* **Objective**: Please copy everything from "Maturity is not" down to "as a person." in the post on reacting with maturity, word for word.

**** Document

Monday, April 6, 2009

Reacting With Maturity

Maturity is not so much about how you address a situation, but rather how you react to one. Is a mature person assertive? I would assume so, and I would expect them to be assertive when addressing a situation. But how a person reacts, especially to extreme situations, says a lot about who they are as a person.

In our society people are always trying to one up each other. When faced with an extreme opinion they counterbalance it with another extreme opinion, which leads to polarization, isolation, and a major disconnect between political and cultural groups.

For a few weeks there I couldn't turn on a media outlet without hearing about Rihanna getting beat up by her boyfriend Chris Brown. Talk about two spoiled individuals' sense of entitlement getting them into trouble; she does whatever she wants, he does whatever he wants, and inevitably things get ugly. She reacts immaturely, he reacts even more immaturely and much more cowardly, and everyone loses. Where are the cool headed celebrities? The mature ones? The ones like Bill Cosby who can laugh at the camera guy and crack jokes?

Sadly, maturity and class have gone completely unrewarded in our society... everyone wants to see grown people act like children. Everyone wants to witness a train wreck.

And how about the medias implications of that Rihanna vs. Chris Brown thing? After it happened I kept hearing that "it's never okay to hit a woman." I agree, but I also think its never okay to hit a man. Frankly, I don't think two people should hit each other. But what are we saying to our kids when we say, "it's never okay to hit a woman." Well, we're saying a few things. First, we're saying women are exempt from any physical consequences for their actions. Secondly, we're saying that men aren't. I agree, nobody should hit a woman, I think it takes a coward of a man to do so. A childish coward. I also think woman shouldn't have a license to around punching these childish cowards and provoking their insecurities. What a disaster that would be.

********
**** Excerpted data

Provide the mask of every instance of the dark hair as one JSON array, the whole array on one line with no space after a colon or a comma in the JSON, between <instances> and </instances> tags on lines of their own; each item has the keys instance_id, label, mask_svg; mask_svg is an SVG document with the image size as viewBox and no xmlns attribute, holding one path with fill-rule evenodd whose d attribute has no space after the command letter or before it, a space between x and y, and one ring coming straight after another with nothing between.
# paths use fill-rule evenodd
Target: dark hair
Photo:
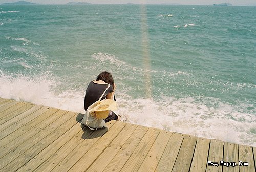
<instances>
[{"instance_id":1,"label":"dark hair","mask_svg":"<svg viewBox=\"0 0 256 172\"><path fill-rule=\"evenodd\" d=\"M109 72L104 71L99 74L97 77L96 80L101 80L110 84L114 88L114 79L112 75Z\"/></svg>"}]
</instances>

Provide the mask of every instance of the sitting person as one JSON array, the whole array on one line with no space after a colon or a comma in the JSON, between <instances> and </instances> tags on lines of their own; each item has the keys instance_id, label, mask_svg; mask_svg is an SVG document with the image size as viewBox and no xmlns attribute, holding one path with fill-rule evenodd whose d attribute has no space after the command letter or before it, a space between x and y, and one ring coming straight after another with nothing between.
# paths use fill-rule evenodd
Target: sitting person
<instances>
[{"instance_id":1,"label":"sitting person","mask_svg":"<svg viewBox=\"0 0 256 172\"><path fill-rule=\"evenodd\" d=\"M105 99L113 99L115 89L116 88L114 79L110 73L106 71L102 72L97 77L96 81L92 81L90 82L86 89L84 96L84 110L86 111L91 105L98 101L102 93L106 89L108 85L104 84L104 83L109 84L110 87L106 90L100 100ZM112 120L125 122L127 120L127 117L117 115L113 111L110 111L107 118L104 119L104 121L107 122Z\"/></svg>"}]
</instances>

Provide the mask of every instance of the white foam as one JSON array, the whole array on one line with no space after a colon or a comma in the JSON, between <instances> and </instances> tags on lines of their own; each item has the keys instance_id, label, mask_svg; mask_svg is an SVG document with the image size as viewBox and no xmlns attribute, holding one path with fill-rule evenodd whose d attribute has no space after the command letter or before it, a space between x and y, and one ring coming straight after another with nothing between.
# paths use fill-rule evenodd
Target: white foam
<instances>
[{"instance_id":1,"label":"white foam","mask_svg":"<svg viewBox=\"0 0 256 172\"><path fill-rule=\"evenodd\" d=\"M158 102L150 99L119 100L119 111L129 115L128 122L196 136L232 143L256 145L255 115L240 112L235 107L222 103L208 106L188 97L170 97ZM208 101L208 100L207 100Z\"/></svg>"},{"instance_id":2,"label":"white foam","mask_svg":"<svg viewBox=\"0 0 256 172\"><path fill-rule=\"evenodd\" d=\"M23 45L27 45L30 44L37 45L39 45L37 43L32 42L26 38L11 38L10 37L6 37L6 39L21 41L23 42L22 43Z\"/></svg>"},{"instance_id":3,"label":"white foam","mask_svg":"<svg viewBox=\"0 0 256 172\"><path fill-rule=\"evenodd\" d=\"M84 113L85 88L62 89L56 80L49 73L31 77L0 72L0 97ZM256 146L253 105L232 105L211 97L134 99L119 89L116 113L129 114L129 122Z\"/></svg>"},{"instance_id":4,"label":"white foam","mask_svg":"<svg viewBox=\"0 0 256 172\"><path fill-rule=\"evenodd\" d=\"M195 26L195 25L194 24L191 23L191 24L185 24L184 25L175 25L175 26L174 26L174 28L180 28L181 27L187 27L188 26Z\"/></svg>"},{"instance_id":5,"label":"white foam","mask_svg":"<svg viewBox=\"0 0 256 172\"><path fill-rule=\"evenodd\" d=\"M0 97L83 113L83 91L59 91L59 83L49 74L33 78L0 73ZM28 94L29 93L29 94Z\"/></svg>"}]
</instances>

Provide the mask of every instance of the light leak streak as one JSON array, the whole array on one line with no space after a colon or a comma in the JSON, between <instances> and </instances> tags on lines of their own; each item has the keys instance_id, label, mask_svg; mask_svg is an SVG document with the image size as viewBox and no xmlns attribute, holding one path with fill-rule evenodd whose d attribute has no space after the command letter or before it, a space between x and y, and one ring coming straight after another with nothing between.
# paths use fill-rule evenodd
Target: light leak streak
<instances>
[{"instance_id":1,"label":"light leak streak","mask_svg":"<svg viewBox=\"0 0 256 172\"><path fill-rule=\"evenodd\" d=\"M152 97L151 75L150 73L151 60L150 53L150 41L148 39L148 25L146 10L146 1L141 1L141 31L142 35L142 57L145 69L145 95L147 98Z\"/></svg>"}]
</instances>

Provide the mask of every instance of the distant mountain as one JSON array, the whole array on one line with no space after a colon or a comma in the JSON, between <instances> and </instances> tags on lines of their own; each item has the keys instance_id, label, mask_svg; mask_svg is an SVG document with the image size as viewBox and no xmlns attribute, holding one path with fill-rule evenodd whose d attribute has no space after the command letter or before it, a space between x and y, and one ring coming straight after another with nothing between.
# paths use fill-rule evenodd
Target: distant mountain
<instances>
[{"instance_id":1,"label":"distant mountain","mask_svg":"<svg viewBox=\"0 0 256 172\"><path fill-rule=\"evenodd\" d=\"M32 3L25 1L19 1L14 3L3 3L1 5L31 5L31 4L40 4Z\"/></svg>"},{"instance_id":2,"label":"distant mountain","mask_svg":"<svg viewBox=\"0 0 256 172\"><path fill-rule=\"evenodd\" d=\"M231 6L232 4L229 4L229 3L221 3L221 4L214 4L214 5L219 5L219 6Z\"/></svg>"},{"instance_id":3,"label":"distant mountain","mask_svg":"<svg viewBox=\"0 0 256 172\"><path fill-rule=\"evenodd\" d=\"M67 4L92 4L91 3L84 3L84 2L69 2L67 3Z\"/></svg>"}]
</instances>

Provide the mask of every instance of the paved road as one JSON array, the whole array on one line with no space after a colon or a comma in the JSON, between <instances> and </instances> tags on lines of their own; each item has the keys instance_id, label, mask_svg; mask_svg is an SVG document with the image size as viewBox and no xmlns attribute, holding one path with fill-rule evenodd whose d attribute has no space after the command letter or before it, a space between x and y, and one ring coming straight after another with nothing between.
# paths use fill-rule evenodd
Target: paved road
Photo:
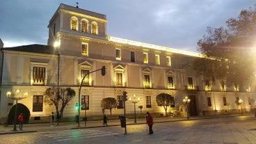
<instances>
[{"instance_id":1,"label":"paved road","mask_svg":"<svg viewBox=\"0 0 256 144\"><path fill-rule=\"evenodd\" d=\"M255 119L253 115L171 122L161 119L154 125L152 135L147 134L145 124L127 125L127 134L120 126L65 129L55 127L51 131L0 135L0 143L256 144Z\"/></svg>"}]
</instances>

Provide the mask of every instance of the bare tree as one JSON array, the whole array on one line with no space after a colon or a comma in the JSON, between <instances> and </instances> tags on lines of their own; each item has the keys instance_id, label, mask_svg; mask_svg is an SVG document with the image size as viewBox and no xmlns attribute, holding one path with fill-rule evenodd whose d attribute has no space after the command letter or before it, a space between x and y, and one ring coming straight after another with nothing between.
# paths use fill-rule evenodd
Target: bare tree
<instances>
[{"instance_id":1,"label":"bare tree","mask_svg":"<svg viewBox=\"0 0 256 144\"><path fill-rule=\"evenodd\" d=\"M160 93L157 95L157 106L163 107L166 111L166 116L167 116L167 108L170 106L173 101L173 97L168 93Z\"/></svg>"}]
</instances>

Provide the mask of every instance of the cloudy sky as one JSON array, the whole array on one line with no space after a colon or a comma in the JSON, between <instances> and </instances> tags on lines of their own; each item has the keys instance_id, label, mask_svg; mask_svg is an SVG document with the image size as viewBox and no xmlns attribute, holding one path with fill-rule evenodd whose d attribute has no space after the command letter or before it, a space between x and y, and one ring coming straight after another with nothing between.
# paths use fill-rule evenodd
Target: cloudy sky
<instances>
[{"instance_id":1,"label":"cloudy sky","mask_svg":"<svg viewBox=\"0 0 256 144\"><path fill-rule=\"evenodd\" d=\"M47 25L60 3L106 15L107 34L196 51L207 26L225 26L255 0L6 0L0 4L4 47L47 45Z\"/></svg>"}]
</instances>

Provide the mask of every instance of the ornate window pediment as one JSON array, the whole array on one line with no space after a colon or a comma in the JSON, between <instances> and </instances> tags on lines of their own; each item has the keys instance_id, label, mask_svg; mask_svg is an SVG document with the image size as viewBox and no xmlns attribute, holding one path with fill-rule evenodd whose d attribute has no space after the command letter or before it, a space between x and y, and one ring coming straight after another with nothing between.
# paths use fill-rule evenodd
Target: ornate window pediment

********

* **Full output**:
Maturity is not so much about how you address a situation, but rather how you react to one. Is a mature person assertive? I would assume so, and I would expect them to be assertive when addressing a situation. But how a person reacts, especially to extreme situations, says a lot about who they are as a person.